▸ Input data:

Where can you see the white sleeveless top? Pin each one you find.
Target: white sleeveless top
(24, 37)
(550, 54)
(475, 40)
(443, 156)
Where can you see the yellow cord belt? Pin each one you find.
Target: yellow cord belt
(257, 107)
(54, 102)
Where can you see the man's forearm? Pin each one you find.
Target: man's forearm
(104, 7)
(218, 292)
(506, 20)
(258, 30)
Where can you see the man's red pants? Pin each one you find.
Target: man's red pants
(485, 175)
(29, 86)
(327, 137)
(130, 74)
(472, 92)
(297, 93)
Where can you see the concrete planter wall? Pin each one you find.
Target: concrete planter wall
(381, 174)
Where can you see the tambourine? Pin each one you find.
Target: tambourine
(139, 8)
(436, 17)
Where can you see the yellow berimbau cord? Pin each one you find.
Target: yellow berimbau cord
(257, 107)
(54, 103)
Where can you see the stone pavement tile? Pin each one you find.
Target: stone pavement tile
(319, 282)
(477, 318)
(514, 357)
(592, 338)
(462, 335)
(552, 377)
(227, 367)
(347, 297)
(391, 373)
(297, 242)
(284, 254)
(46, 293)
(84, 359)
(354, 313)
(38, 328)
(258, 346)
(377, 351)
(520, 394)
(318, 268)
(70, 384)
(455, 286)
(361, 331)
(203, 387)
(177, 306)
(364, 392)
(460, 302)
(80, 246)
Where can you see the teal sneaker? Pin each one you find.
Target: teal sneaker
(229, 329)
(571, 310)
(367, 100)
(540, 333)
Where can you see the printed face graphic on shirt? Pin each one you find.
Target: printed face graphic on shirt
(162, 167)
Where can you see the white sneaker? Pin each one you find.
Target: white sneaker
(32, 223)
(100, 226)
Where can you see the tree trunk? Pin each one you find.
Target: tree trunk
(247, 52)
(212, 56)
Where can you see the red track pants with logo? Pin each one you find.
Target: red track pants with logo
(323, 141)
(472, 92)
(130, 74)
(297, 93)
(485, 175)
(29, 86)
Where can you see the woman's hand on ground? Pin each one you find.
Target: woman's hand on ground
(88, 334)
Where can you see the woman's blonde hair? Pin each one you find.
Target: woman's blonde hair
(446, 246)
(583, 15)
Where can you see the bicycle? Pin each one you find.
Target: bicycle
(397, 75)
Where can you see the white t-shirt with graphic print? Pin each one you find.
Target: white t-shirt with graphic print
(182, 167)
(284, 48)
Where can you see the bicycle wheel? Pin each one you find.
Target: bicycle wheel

▸ Required action:
From the line containing "Target: man's red pants" to the final line of the data, repeat each line exactly. Include both ends.

▸ Task result:
Target: man's red pants
(485, 175)
(29, 86)
(327, 137)
(130, 74)
(472, 92)
(297, 93)
Where can you see the concrete planter wall? Pin each one you find.
Target: concrete planter wall
(381, 174)
Where can you see the tambourine? Pin each one you find.
Target: tambourine
(139, 8)
(436, 17)
Where can you see the yellow berimbau cord? Pin each one you find.
Target: yellow berimbau cord
(257, 107)
(54, 103)
Where can you see the stone pavement tile? Pin each one you find.
Target: stone pavement tile
(319, 282)
(477, 318)
(514, 357)
(592, 338)
(462, 335)
(552, 377)
(227, 367)
(347, 297)
(391, 373)
(297, 242)
(284, 254)
(46, 293)
(84, 359)
(354, 313)
(38, 328)
(258, 346)
(377, 351)
(520, 394)
(318, 268)
(70, 384)
(455, 286)
(361, 331)
(203, 387)
(177, 306)
(364, 392)
(460, 302)
(80, 246)
Where can you see the teal sneaker? Pin each one you find.
Target: teal sneaker
(229, 329)
(571, 310)
(367, 100)
(540, 333)
Where can you see the printed face graphic on shirt? Pin each one you find.
Target: printed face graphic on shirt
(162, 167)
Where can you see the white sneaker? Pin each one you find.
Target: white sneaker
(32, 223)
(100, 226)
Where can you see the tree trunk? Pin each one you find.
Target: tree trunk
(247, 52)
(212, 56)
Where can you see the red track pants with logo? Pin each one you find.
Target: red track pants with logo
(323, 141)
(472, 92)
(130, 74)
(297, 93)
(485, 175)
(29, 86)
Where can you see the woman's hand on ground? Pin each one you find.
Target: woman's hand on ground
(88, 334)
Where can you see the woman's blonde hair? Pin each one you find.
Target: woman's blonde hair
(446, 246)
(583, 15)
Where can you see the bicycle? Pin each one you find.
Target: bicycle
(397, 75)
Where can you see the white t-shirt with graphic print? Pin each one you find.
Target: white t-shirt with graphic print
(182, 167)
(284, 48)
Where can you see the bicycle wheel? Pin each one you find.
Target: bicycle wheel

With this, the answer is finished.